Provided text
.....
Greetings from Yorkshire!

There have been plenty of feel-good stories in football this week. As there are most weeks, in actual fact: in the thick of the season, when every night seems to bring a meaningful game, it feels as though there is an almost bottomless supply of teams or players or managers doing wonderful, inspiring things. 

Mansfield, of League One, beating Burnley in the FA Cup, for example. Bodø/Glimt adding Inter Milan to the list of giants to have stumbled in Norway’s distant north in a Champions League knockout game. Arsenal dropping points at Wolves. Vítor Pereira getting a second job offer from Evangelos Marinakis and thinking it sounds like just the sort of caper he’d like to get himself into. 

I would have loved to have written about any and all of them, but given what happened in Lisbon on Tuesday, doing so would have felt glib, and superficial, and almost willfully ignorant. What allegedly – a word we have to use – happened to Vinícius Júnior at the Stadium of Light is a stain on the sport. A disgrace, in Trent Alexander-Arnold’s words, and something that should not be ignored.

Vinícius’ Fight 🥊

Was it the first time? Almost certainly not. There is something particularly depressing about that, something that seems to illuminate at least part of the problem. The timeline of what Vinícius Júnior has had to face, what he has had to endure, does not start with his suffering. It starts at the point that we took notice. 

On Oct. 24, 2021, Vinícius had been playing in Spain for a little more than three years. With just a few minutes left of a clásico against Barcelona, he was substituted. As he strolled back to the Real Madrid bench, a fan shouted mono at him. It was the first incident of racist abuse directed at the Brazilian that attracted widespread attention. That is not the same as it being the first time it had happened.

Six months later, it happened again, in a game at Mallorca. Six months after that, a pundit on El Chiringuito – the bizarre tabloid television show that has an inexplicable prominence in the Spanish football landscape – suggested that his dancing goal celebrations were inappropriate. Vinícius, he said, should “stop acting the monkey.” 

There have been more, many more: every couple of months, at times every few weeks. It has happened at Atlético Madrid and at Real Valladolid, in Pamplona and in Seville and at Barcelona again. Atlético fans traveled outside of the Spanish capital to hang an effigy of him from a highway overpass. 

All of them – or at least most of them – followed essentially the same pattern. A report of a hate crime that went nowhere. The occasional evasive apology, including one from the pundit on El Chiringuito. At best, in one or two cases, one or two perpetrators made an appearance in court. Would it have been difficult for the police to identify the culprits in some of these cases? Possibly. Is it any surprise Vinícius started to feel they might not be trying that hard? No.

By 2023, he had evidently decided a slightly more dynamic approach was required. He confronted a fan who racially abused him during a game at Valencia. Afterwards, he posted to his Instagram that “racism is normal in La Liga.” When it happened in Seville – again – he openly challenged Spain’s authorities to do more. It was, he said, “episode number 19, and counting.”
.....
Aim A
In the newsletter on Vinícius Júnior, on what date did the first racist abuse against him that drew widespread attention take place?

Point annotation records
.....
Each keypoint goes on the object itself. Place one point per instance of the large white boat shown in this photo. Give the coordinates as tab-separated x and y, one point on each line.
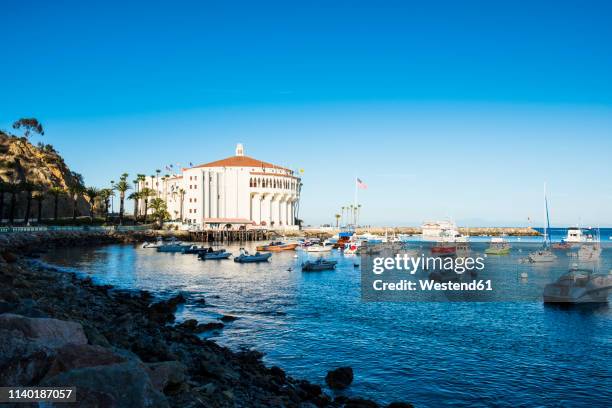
577	235
589	252
434	230
579	286
544	254
319	248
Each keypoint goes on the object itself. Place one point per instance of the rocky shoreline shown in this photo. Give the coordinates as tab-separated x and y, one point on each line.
123	348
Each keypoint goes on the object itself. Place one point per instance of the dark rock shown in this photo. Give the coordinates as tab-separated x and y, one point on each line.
163	311
199	301
398	404
79	356
278	373
6	307
339	378
49	332
310	391
22	360
189	324
360	403
168	376
203	327
9	257
116	385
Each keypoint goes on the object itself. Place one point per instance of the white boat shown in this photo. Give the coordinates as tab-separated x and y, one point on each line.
588	252
319	265
440	230
579	286
577	235
319	248
158	242
544	254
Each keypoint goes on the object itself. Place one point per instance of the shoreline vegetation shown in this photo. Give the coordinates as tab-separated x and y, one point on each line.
124	348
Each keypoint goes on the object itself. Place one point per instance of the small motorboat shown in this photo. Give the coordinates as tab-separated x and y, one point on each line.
194	249
278	246
561	245
319	248
542	255
579	286
444	249
319	265
171	248
245	257
499	246
214	255
158	242
588	252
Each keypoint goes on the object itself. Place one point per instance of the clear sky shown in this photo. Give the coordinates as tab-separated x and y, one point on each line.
457	109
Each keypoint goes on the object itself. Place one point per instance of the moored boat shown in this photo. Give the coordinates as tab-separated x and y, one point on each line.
214	255
319	265
171	248
245	257
319	248
444	249
278	246
499	246
579	286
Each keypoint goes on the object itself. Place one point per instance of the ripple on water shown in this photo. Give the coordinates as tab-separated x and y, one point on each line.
432	354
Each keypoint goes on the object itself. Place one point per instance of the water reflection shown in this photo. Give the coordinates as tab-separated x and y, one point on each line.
432	354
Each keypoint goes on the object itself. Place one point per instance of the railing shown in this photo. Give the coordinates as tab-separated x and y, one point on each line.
120	228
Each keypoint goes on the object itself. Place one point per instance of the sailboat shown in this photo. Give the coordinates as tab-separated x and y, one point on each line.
544	254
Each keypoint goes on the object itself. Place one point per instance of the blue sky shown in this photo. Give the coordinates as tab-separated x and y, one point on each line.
445	108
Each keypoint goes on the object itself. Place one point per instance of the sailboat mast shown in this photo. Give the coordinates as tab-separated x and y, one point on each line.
547	223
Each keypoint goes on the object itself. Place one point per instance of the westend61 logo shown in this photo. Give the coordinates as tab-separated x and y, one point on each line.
412	264
387	275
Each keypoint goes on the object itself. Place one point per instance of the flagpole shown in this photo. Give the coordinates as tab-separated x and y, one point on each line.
355	203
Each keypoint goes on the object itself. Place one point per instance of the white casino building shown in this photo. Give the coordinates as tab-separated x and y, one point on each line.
237	190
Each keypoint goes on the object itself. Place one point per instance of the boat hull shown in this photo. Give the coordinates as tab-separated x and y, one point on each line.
277	248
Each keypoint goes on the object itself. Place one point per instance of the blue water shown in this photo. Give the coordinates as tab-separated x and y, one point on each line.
431	354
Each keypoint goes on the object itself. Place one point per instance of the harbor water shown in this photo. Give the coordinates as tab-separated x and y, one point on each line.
428	353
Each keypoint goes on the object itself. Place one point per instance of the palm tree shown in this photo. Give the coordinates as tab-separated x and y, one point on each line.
3	188
135	196
146	193
39	196
92	193
160	211
105	195
29	188
157	181
122	186
56	192
14	189
182	199
76	190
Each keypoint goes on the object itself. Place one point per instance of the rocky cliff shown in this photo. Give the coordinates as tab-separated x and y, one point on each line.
21	161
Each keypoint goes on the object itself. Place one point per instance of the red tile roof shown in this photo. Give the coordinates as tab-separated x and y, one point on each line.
241	161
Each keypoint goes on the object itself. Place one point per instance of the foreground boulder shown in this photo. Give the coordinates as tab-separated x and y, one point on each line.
111	386
168	376
51	333
339	378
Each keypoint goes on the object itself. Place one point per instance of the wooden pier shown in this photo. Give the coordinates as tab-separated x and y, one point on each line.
231	235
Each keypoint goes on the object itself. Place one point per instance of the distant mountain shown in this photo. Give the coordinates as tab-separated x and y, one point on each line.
21	161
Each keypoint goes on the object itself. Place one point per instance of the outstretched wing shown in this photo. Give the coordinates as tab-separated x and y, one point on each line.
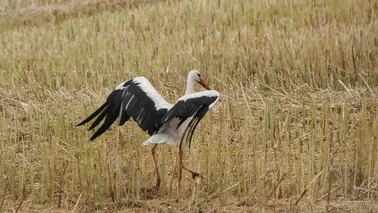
193	106
135	98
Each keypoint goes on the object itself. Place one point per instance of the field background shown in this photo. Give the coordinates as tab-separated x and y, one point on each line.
296	128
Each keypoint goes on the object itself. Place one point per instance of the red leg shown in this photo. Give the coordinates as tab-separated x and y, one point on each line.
194	174
157	187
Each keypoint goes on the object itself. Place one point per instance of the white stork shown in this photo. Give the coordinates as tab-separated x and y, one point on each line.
164	122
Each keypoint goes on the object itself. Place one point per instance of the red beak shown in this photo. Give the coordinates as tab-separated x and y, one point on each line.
204	84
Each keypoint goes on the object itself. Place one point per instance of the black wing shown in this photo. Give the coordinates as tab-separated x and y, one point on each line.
195	106
135	98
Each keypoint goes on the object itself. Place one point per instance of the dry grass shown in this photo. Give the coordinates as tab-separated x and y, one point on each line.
296	127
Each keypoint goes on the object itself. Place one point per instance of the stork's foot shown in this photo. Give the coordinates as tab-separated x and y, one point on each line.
157	187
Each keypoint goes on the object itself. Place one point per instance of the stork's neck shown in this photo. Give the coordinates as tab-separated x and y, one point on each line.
189	86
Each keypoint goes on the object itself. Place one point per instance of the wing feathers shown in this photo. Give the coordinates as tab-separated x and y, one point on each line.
135	98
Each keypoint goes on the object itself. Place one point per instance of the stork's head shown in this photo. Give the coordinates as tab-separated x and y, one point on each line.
195	76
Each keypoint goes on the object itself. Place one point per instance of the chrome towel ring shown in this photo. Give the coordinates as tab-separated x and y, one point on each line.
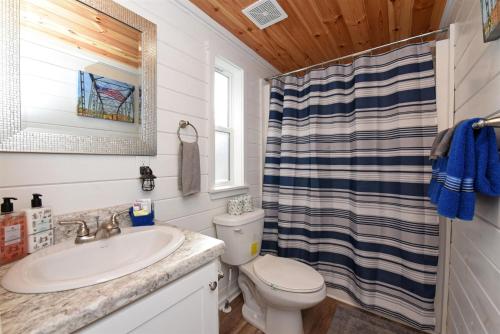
184	124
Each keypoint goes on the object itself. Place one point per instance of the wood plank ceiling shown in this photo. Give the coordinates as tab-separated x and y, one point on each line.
83	27
320	30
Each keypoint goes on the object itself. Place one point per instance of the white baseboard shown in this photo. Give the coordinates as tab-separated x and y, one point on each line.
231	293
343	297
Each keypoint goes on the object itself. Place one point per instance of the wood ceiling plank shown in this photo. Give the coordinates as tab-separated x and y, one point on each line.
99	20
73	25
252	36
406	15
354	14
314	29
378	21
69	23
85	45
437	13
394	14
331	17
319	30
422	12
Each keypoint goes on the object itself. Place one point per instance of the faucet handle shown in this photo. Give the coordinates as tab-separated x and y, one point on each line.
82	230
115	215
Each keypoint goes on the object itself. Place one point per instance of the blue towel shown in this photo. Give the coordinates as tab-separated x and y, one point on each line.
453	191
488	163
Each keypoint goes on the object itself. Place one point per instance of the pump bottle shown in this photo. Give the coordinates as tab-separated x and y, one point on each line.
13	233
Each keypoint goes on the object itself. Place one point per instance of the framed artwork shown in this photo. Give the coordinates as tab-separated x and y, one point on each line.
104	98
490	10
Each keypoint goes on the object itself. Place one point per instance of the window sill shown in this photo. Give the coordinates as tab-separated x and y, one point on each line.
228	191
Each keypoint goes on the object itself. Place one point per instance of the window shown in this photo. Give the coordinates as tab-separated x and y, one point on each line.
228	148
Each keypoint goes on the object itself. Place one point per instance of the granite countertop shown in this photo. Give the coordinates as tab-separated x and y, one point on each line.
67	311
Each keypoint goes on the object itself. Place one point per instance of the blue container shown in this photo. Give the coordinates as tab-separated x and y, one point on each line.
142	220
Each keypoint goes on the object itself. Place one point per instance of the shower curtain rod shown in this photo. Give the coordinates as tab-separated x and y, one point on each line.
352	55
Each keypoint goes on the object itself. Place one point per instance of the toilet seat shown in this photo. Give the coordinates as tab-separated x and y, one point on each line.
287	274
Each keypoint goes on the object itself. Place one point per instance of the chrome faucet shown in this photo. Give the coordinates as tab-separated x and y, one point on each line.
103	231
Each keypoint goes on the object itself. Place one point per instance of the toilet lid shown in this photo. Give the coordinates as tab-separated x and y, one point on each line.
287	274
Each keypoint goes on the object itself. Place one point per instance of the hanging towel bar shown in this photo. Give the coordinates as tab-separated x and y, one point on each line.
488	121
182	125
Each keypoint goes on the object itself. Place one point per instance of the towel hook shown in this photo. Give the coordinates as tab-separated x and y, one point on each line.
184	124
488	121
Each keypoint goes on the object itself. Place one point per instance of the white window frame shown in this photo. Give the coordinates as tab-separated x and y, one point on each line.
236	184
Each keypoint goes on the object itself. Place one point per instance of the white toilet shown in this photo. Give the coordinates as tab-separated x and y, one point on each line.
275	289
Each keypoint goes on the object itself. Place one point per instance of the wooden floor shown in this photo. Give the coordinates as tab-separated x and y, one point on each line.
316	320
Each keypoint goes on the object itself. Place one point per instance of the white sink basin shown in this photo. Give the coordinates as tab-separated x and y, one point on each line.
68	266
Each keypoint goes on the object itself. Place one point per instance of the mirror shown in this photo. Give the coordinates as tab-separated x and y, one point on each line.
86	79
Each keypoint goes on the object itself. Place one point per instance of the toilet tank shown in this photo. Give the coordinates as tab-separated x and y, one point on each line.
242	235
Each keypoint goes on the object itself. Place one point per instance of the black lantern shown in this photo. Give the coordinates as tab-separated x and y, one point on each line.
147	178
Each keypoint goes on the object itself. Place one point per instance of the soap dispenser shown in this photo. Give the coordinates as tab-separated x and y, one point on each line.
.....
Aim B
Count the lines in the records that contain the string "black". Reply with the number alone.

Exercise response A
Oct. 24, 2021

Exercise response B
2